[À FAIRE]
- a) Citez le passage du texte fourni en commençant par « Avant le jour d’après, les gamines » et en poursuivant jusqu'à « syndicats par téléphone. ».
- b) Réécrivez sous forme de liste, s'il vous plaît, le paragraphe du texte fourni qui commence par « Au bout du fil », en conservant ses faits principaux.

[TEXTE FOURNI]
Tousse ensemble...
Avant le jour d’après, les gamines de six ans jouent les « choufs », les attestations passent de main en main et, faute de défilés, les banderoles au balcon prennent le relais, avec des slogans se mêlant aux applaudissements. Avant le jour d’après, les bourses du travail sont fermées. À la place, des affichettes pour contacter les syndicats par téléphone.
Au bout du fil, Emmanuel Roux, patron de la CGT à Marseille : « L’activité est réduite. D’ordinaire, il y a 40 personnes à chaque permanence. Là, c’est 10-15. Parce que, par téléphone, tout est plus compliqué. » Les motifs d’appel ? « Le chômage partiel, le droit de retrait et, évidemment, la santé, la sécurité, les protections… Avec les entreprises de la honte comme cette Poste qui, pour jouer les vigiles, a embauché au noir des personnes sans-papier ni protection. » Et d’ajouter : « Comme on ne peut se rassembler ni vraiment intervenir sur place, on a moins de moyen de pression ». Le syndicaliste se prépare à un « 1er mai au balcon ». Quid du dialogue intersyndical ? « On est déjà noyés sous les mails en interne ! »

[EXTRAITS DES ENTRÉES]
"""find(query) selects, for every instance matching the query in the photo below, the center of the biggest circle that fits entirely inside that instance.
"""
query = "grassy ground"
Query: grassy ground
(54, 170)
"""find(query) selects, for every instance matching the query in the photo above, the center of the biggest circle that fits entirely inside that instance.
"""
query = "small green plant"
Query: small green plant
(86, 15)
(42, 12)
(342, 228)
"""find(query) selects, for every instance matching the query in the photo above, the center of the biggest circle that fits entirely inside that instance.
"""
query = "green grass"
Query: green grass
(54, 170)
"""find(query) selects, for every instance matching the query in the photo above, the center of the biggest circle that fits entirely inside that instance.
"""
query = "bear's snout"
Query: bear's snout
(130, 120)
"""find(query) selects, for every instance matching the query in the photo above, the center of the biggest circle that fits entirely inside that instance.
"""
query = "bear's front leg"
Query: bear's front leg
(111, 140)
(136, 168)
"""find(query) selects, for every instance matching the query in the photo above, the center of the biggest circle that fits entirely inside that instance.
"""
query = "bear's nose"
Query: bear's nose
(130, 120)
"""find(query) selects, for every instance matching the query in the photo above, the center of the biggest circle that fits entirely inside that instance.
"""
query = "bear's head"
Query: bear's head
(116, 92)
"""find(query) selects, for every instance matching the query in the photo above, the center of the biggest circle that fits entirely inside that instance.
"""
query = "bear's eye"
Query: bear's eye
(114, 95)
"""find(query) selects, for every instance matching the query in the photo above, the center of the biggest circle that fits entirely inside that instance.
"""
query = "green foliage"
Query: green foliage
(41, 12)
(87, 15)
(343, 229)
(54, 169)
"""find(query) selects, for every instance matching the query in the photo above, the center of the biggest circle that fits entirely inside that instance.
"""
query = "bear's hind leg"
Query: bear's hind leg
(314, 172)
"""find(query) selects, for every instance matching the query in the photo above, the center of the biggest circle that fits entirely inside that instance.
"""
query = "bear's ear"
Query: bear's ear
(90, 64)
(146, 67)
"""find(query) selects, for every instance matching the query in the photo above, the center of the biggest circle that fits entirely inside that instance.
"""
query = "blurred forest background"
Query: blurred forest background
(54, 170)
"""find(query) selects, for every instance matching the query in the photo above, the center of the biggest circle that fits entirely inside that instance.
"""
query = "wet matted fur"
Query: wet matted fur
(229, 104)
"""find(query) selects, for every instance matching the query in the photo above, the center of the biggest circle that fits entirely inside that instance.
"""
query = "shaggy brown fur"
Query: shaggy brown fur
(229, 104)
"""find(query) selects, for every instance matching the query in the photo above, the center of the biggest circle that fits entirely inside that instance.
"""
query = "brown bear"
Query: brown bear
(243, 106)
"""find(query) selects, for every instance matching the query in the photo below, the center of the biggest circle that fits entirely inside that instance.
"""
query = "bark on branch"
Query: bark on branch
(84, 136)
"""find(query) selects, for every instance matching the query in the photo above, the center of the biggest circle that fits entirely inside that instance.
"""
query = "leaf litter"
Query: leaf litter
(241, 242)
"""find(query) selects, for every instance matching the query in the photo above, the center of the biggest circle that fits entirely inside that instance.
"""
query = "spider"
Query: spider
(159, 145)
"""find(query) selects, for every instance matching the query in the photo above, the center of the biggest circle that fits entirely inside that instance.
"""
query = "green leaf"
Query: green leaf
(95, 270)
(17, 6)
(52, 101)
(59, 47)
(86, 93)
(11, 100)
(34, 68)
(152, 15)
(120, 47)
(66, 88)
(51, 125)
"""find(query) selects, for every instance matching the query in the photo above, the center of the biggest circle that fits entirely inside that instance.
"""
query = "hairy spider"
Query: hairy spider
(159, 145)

[RÉPONSES PAR TÂCHE]
- a)
Avant le jour d’après, les gamines de six ans jouent les « choufs », les attestations passent de main en main et, faute de défilés, les banderoles au balcon prennent le relais, avec des slogans se mêlant aux applaudissements. Avant le jour d’après, les bourses du travail sont fermées. À la place, des affichettes pour contacter les syndicats par téléphone.

- b)
- Emmanuel Roux dirige la CGT à Marseille.
- L'activité est réduite : 10 à 15 personnes par permanence au lieu de 40 d'ordinaire, car tout est plus compliqué par téléphone.
- Les appels portent sur le chômage partiel, le droit de retrait, la santé, la sécurité et les protections.
- Il dénonce les « entreprises de la honte », comme la Poste, qui a embauché au noir des personnes sans papiers ni protection pour jouer les vigiles.
- Faute de pouvoir se rassembler ou intervenir sur place, le syndicat dispose de moins de moyens de pression.
- Il se prépare à un « 1er mai au balcon ».
- Sur le dialogue intersyndical, il répond que tous sont déjà noyés sous les mails en interne.